◆ WORK INSTRUCTIONS ◆
Copy out the data below, all of it, exactly.
=== Begin Enclosure ===
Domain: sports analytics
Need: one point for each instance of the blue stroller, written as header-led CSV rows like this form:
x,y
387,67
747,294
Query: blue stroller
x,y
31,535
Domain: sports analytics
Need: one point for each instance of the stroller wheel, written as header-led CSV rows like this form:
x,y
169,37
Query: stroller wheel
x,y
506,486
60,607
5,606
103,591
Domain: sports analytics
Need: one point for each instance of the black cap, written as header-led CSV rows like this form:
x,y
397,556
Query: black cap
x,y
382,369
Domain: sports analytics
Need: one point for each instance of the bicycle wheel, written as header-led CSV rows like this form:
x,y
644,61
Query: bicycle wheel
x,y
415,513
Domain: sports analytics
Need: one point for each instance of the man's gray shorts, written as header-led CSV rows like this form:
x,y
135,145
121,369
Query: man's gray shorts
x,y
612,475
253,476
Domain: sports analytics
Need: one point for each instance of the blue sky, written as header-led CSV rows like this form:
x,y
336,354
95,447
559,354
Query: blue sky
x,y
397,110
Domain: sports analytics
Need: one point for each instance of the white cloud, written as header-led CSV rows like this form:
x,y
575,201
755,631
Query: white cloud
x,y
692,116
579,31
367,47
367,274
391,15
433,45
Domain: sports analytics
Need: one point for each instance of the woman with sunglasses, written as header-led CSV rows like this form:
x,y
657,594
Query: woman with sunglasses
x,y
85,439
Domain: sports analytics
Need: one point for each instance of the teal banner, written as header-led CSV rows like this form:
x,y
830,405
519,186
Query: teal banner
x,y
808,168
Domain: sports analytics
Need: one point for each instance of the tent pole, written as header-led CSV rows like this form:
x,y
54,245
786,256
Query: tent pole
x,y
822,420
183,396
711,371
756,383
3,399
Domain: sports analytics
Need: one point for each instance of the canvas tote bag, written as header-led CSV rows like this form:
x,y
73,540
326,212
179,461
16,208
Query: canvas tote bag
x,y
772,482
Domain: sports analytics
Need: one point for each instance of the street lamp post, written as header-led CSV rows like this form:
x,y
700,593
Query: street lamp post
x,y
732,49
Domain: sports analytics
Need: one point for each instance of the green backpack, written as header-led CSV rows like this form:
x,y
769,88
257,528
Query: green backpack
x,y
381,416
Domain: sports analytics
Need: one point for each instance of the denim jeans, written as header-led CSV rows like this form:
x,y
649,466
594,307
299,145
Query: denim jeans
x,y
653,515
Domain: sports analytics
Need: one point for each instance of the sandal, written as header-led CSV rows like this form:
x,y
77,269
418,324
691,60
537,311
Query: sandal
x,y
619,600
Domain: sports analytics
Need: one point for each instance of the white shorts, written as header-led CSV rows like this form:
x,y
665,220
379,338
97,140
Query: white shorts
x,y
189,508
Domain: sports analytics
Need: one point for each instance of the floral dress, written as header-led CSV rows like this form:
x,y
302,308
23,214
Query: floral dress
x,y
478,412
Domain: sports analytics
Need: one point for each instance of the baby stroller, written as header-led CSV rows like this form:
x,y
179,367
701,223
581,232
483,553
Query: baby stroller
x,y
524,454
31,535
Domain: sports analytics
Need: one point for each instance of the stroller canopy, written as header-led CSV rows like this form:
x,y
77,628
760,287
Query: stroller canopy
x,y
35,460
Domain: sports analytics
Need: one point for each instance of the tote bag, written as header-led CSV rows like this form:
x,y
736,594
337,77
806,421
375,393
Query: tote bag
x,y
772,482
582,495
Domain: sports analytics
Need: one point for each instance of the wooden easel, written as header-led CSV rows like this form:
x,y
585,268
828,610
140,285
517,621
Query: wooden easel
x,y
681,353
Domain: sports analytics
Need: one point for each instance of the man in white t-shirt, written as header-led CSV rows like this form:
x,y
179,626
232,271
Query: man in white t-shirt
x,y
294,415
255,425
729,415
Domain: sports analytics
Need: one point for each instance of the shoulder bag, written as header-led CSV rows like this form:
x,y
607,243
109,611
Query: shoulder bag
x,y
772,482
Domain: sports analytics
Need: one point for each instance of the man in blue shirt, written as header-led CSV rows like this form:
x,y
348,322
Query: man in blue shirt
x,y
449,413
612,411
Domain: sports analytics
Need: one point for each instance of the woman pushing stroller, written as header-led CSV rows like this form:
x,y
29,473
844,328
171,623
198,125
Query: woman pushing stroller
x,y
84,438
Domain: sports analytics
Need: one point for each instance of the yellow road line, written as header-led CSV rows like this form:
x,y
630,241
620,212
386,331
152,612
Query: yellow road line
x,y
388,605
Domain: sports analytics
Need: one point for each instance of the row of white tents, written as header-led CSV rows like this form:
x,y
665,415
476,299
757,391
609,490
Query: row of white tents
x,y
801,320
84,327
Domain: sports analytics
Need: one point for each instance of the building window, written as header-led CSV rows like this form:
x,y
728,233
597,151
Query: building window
=== End Enclosure ===
◆ EXERCISE ANSWER ◆
Domain: sports analytics
Need: one point for each instance of the blue stroller, written as header-led CSV rows like this form:
x,y
387,67
747,294
Query: blue stroller
x,y
31,535
Domain: sports analytics
Need: one point for each instance of the stroller wheel, written as header-led CSV rows like this form:
x,y
169,37
Query: stroller wheel
x,y
506,486
60,607
5,606
103,591
Domain: sports analytics
Need: one point for each instance of the black cap, written as header-led CSV rows like this form:
x,y
397,556
Query: black cap
x,y
382,369
Domain: sports analytics
Need: one point for each instance of the bicycle wheel, written as header-led CSV rows like this form:
x,y
644,61
Query: bicycle wheel
x,y
415,513
Domain: sports analytics
Need: one point for each instance of the man's gray shorts, written as header-led CSV rows like this form:
x,y
135,145
121,369
Query: man's gray shorts
x,y
612,475
253,476
Domain: sports analytics
Need: one point for each instance of the blue sky, written as header-led CSV rows like this form:
x,y
336,354
95,447
559,354
Query: blue sky
x,y
397,110
Domain: sports analytics
Need: one point for each instance of the white cloud, written as header-led CSV rows like this form:
x,y
575,201
755,631
Query: white cloud
x,y
692,116
579,31
367,47
367,274
391,15
433,45
Domain: sports analytics
Need: one point for each instance of the woman with sunglasses, written as header-led CSV rows like this form:
x,y
657,594
Query: woman with sunglasses
x,y
85,439
Domain: sports analytics
Need: one point for each instance of the teal banner, written as header-led CSV rows like this form:
x,y
830,405
519,186
Query: teal banner
x,y
808,168
Domain: sports analytics
Need: one point for each instance of the tent pole, written as header-led CSV rows like this form:
x,y
54,245
786,256
Query: tent pole
x,y
822,420
183,396
711,371
756,383
3,399
Domain: sports analytics
Need: one point for each instance of the canvas tote bag, written as header-led CSV rows like this form:
x,y
73,540
326,212
179,461
16,208
Query: canvas tote bag
x,y
772,482
Domain: sports analytics
Need: one point for each instance of the street lamp post, written as header-led CSV rows like this form:
x,y
700,593
Query: street lamp post
x,y
732,49
Domain: sports analytics
Need: one point for each instance of the green backpack, written as header-led CSV rows like this form:
x,y
769,88
257,528
Query: green backpack
x,y
381,416
Domain: sports analytics
Need: one point for each instance of the denim jeans, written as header-led CSV rows like this form:
x,y
649,466
594,307
299,145
Query: denim jeans
x,y
653,515
Domain: sports analytics
Need: one point for each instance of the sandal, written as header-led CSV rows like this form:
x,y
77,269
418,324
691,60
537,311
Query: sandal
x,y
619,600
Domain: sports analytics
Need: one point for each instance of the white shorts, written as header-led CSV rows like this form:
x,y
665,220
379,338
97,140
Query: white shorts
x,y
189,508
Domain: sports analytics
Need: one point for each instance of the floral dress, written as header-led CSV rows like this form:
x,y
302,308
23,214
Query: floral dress
x,y
478,412
Domain: sports analytics
Need: one point for each instance of the baby stroller, written as header-led CSV rows like this form:
x,y
179,367
701,223
581,232
483,553
Query: baby stroller
x,y
524,454
31,535
Domain: sports analytics
Need: one point for each instance of the stroller canopy, written as header-led CSV rows like this form:
x,y
77,628
760,287
Query: stroller canopy
x,y
35,460
Domain: sports analytics
Need: one point for each instance of the tote bag, written as header-led CSV rows like this form:
x,y
736,594
337,77
806,421
375,393
Query: tote bag
x,y
772,482
582,495
Domain: sports analytics
Need: one point for each instance of the wooden easel, written as header-led CSV rows like this form:
x,y
585,268
828,610
140,285
517,621
Query: wooden easel
x,y
681,353
Domain: sports analytics
Need: one point for each instance of the man in white t-shirt, written as header-led CSV rows like this form:
x,y
179,626
232,271
Query: man in white t-shirt
x,y
294,415
255,425
729,415
Domain: sports analytics
Need: one point for each instance of the shoulder bag, written as header-led CSV rows like this form:
x,y
607,243
109,611
Query: shoulder bag
x,y
772,482
Domain: sports analytics
Need: one point for each instance of the man in blue shirt, written as header-led CSV rows like this form:
x,y
348,322
Query: man in blue shirt
x,y
449,413
612,411
Domain: sports analytics
Need: one point for each instance of the woman pushing stroller, written as header-led CSV rows like this form:
x,y
29,473
844,328
171,623
198,125
Query: woman pushing stroller
x,y
84,438
Domain: sports analytics
Need: one point for each instance of the yellow road line, written as header-led CSV rows like this form:
x,y
630,241
620,212
386,331
152,612
Query: yellow road line
x,y
388,605
Domain: sports analytics
Need: one point for each instance of the row of white tents, written as header-led CSV rows like this form:
x,y
665,415
476,299
757,391
609,490
Query: row of white tents
x,y
801,320
84,327
Domain: sports analytics
Need: one point for each instance of the building window, written as header-led CSV rows like this form:
x,y
728,233
597,151
Query: building window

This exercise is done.